__PAGE__:
#####

/aws-continuous-compliance

A prototype and reference architecture for an AWS continuous compliance system.

Primary LanguagePython

AWS Continuous Compliance Prototype

This project presents a reference architecture for a continuous compliance system hosted in AWS that leverages the framework offered by the Config and System Manager services. It was created to advance certain ideas within my team and bootstrap development.

This system is loosely based on the artifacts presented in this article:

https://aws.amazon.com/blogs/mt/manage-custom-aws-config-rules-with-remediations-using-conformance-packs/

Although this system can be deployed to a single account, it is intended to run in a multi-account environment where all compliance code is centralized in the master account, while the conformance pack rules and required IAM assume roles are deployed to the member accounts that are part of an AWS Organization Unit.

Compliance System Multi-Account

Overview

The system presented here is made of the following components:

  1. A Python based compliance application capable of detecting non-compliant resources and applying a remedy to them. This implementation is capable of detecting and remediating S3 buckets whose versioning is disabled.

  2. A pair of lambda functions hosting the compliance application. The first will generically detect non-compliant resources given a "command" name, and the second will remediate those resources given similar inputs.

  3. An SSM document representing a simple remediation runbook backed by the second lambda function mentioned above.

#####

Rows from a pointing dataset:

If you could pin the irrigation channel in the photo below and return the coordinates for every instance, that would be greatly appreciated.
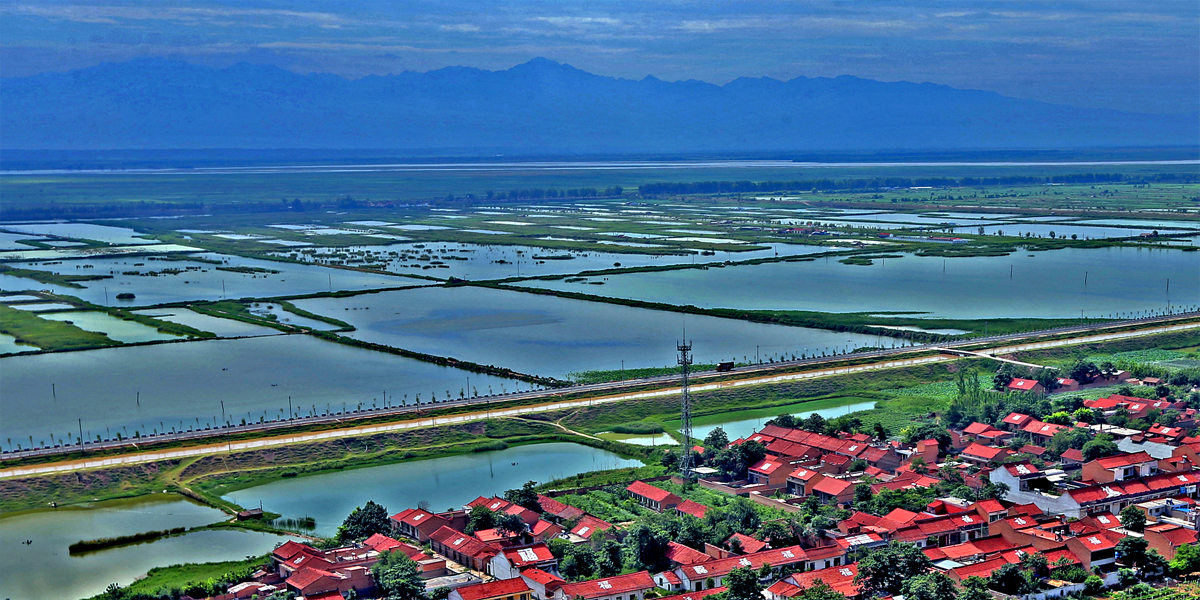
(748, 376)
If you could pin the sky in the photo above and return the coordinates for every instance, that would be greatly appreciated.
(1139, 55)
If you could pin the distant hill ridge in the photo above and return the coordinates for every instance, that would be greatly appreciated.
(540, 106)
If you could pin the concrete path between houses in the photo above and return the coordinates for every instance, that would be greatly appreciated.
(670, 390)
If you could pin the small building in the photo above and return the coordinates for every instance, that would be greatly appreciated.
(1019, 384)
(502, 589)
(622, 587)
(834, 491)
(653, 498)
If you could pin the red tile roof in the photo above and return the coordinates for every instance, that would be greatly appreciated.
(693, 508)
(833, 486)
(694, 595)
(679, 553)
(648, 491)
(985, 453)
(610, 586)
(467, 545)
(749, 545)
(493, 589)
(588, 526)
(1021, 384)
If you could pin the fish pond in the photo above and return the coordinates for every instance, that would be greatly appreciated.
(553, 336)
(181, 385)
(447, 483)
(45, 569)
(1056, 283)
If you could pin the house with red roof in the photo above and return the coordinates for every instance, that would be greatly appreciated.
(982, 569)
(695, 576)
(982, 455)
(622, 587)
(1096, 551)
(1015, 421)
(840, 579)
(693, 595)
(1018, 384)
(691, 508)
(501, 589)
(558, 511)
(310, 582)
(1120, 467)
(834, 491)
(510, 562)
(745, 544)
(1042, 432)
(771, 472)
(462, 549)
(1167, 538)
(417, 523)
(653, 498)
(544, 585)
(589, 526)
(679, 555)
(802, 479)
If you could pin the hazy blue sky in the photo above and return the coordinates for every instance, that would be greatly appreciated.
(1128, 54)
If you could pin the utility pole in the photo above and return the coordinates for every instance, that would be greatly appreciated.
(685, 407)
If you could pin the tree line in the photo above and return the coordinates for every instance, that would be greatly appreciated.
(814, 185)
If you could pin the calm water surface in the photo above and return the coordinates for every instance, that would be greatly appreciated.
(1044, 285)
(181, 385)
(46, 570)
(204, 282)
(555, 336)
(445, 483)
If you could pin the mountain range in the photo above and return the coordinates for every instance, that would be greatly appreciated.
(540, 106)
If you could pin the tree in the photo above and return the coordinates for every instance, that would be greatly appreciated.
(717, 439)
(887, 568)
(1084, 372)
(364, 522)
(1012, 580)
(525, 496)
(480, 519)
(742, 583)
(399, 577)
(579, 563)
(609, 562)
(1060, 418)
(1155, 565)
(975, 588)
(510, 523)
(1187, 559)
(821, 591)
(933, 586)
(1099, 448)
(1133, 519)
(1132, 551)
(647, 547)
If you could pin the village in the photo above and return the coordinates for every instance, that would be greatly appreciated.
(1021, 504)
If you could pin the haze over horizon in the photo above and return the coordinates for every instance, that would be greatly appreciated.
(1123, 55)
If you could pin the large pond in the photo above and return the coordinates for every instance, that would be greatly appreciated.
(181, 385)
(1042, 285)
(46, 570)
(121, 330)
(555, 336)
(447, 483)
(744, 423)
(175, 281)
(485, 262)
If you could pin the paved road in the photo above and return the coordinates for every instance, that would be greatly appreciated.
(755, 376)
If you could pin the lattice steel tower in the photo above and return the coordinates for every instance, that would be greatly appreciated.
(685, 407)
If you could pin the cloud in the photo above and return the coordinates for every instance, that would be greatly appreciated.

#####

__WRITTEN EXERCISE 1__: Repeat part of the compliance prototype page word for word, beginning at the words that include "Compliance System Multi-Account" and stopping after "function mentioned above.".
__WRITTEN EXERCISE 2__:
Answer these questions from the compliance prototype page.
(a) Which two AWS services offer the framework the system leverages?
(b) What non-compliant resources can this implementation detect and remediate?
(c) In a multi-account environment, where is all compliance code centralized?

__TASK SOLUTION 1__:
Compliance System Multi-Account

Overview

The system presented here is made of the following components:

  1. A Python based compliance application capable of detecting non-compliant resources and applying a remedy to them. This implementation is capable of detecting and remediating S3 buckets whose versioning is disabled.

  2. A pair of lambda functions hosting the compliance application. The first will generically detect non-compliant resources given a "command" name, and the second will remediate those resources given similar inputs.

  3. An SSM document representing a simple remediation runbook backed by the second lambda function mentioned above.

__TASK SOLUTION 2__:
(a) The Config and System Manager services.
(b) S3 buckets whose versioning is disabled.
(c) In the master account.